- [EXERCISE DETAILS] Copy the lines verbatim, beginning with the line that contains "For every instance of the moored" and continuing through the end of the data, and only those lines.

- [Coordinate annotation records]
++++++++

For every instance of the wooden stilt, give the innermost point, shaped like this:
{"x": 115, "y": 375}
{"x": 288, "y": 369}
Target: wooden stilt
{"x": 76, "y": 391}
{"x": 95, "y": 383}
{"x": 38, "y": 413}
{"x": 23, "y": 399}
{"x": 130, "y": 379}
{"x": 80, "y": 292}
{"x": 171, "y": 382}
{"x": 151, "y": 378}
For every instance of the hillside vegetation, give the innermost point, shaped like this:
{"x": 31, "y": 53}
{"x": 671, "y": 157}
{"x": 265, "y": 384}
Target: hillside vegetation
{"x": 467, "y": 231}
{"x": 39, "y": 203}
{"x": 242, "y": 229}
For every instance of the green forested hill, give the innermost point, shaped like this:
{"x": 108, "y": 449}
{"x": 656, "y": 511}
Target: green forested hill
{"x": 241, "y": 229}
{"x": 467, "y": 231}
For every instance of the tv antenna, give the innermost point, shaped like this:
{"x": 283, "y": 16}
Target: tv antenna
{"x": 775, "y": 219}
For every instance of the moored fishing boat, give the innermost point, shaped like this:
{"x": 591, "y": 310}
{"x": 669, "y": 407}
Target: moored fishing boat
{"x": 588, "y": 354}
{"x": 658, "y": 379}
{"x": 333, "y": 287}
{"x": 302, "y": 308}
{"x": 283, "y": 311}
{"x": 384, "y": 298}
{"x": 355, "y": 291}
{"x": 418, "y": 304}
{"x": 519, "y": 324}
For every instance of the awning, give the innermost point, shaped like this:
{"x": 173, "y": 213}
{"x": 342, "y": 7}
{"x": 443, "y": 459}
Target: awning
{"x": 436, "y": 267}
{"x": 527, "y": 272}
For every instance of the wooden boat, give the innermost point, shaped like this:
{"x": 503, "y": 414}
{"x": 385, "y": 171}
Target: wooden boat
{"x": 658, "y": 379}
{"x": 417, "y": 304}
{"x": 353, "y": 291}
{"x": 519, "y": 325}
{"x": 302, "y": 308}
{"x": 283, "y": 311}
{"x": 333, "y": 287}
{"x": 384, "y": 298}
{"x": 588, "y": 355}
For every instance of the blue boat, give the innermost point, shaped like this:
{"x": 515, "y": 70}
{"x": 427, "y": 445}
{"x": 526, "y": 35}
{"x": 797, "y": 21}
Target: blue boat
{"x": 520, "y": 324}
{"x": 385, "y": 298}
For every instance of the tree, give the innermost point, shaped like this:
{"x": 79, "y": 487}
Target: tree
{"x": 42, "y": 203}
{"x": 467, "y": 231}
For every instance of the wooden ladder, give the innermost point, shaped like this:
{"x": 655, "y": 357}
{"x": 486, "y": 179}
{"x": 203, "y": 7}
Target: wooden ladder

++++++++

- [EXERCISE SOLUTION]
For every instance of the moored fishing boat, give the innermost point, shaped like this:
{"x": 591, "y": 310}
{"x": 669, "y": 407}
Target: moored fishing boat
{"x": 588, "y": 354}
{"x": 658, "y": 379}
{"x": 333, "y": 287}
{"x": 302, "y": 308}
{"x": 283, "y": 311}
{"x": 384, "y": 298}
{"x": 355, "y": 291}
{"x": 418, "y": 304}
{"x": 519, "y": 324}
For every instance of the awning, give the innermost point, shaped like this:
{"x": 173, "y": 213}
{"x": 342, "y": 7}
{"x": 443, "y": 459}
Target: awning
{"x": 436, "y": 267}
{"x": 527, "y": 272}
For every instance of the wooden boat, give the innermost point, shaped like this:
{"x": 503, "y": 414}
{"x": 385, "y": 171}
Target: wooden boat
{"x": 658, "y": 379}
{"x": 417, "y": 304}
{"x": 353, "y": 291}
{"x": 519, "y": 325}
{"x": 302, "y": 308}
{"x": 283, "y": 311}
{"x": 333, "y": 287}
{"x": 384, "y": 298}
{"x": 588, "y": 355}
For every instance of the blue boat, give the innermost point, shaped like this:
{"x": 515, "y": 70}
{"x": 427, "y": 445}
{"x": 526, "y": 35}
{"x": 797, "y": 21}
Target: blue boat
{"x": 520, "y": 324}
{"x": 385, "y": 298}
For every instance of the tree, give the innermost point, shaped like this:
{"x": 79, "y": 487}
Target: tree
{"x": 42, "y": 203}
{"x": 467, "y": 231}
For every instance of the wooden ladder, give the innermost point, shaped like this:
{"x": 655, "y": 357}
{"x": 486, "y": 179}
{"x": 203, "y": 7}
Target: wooden ladder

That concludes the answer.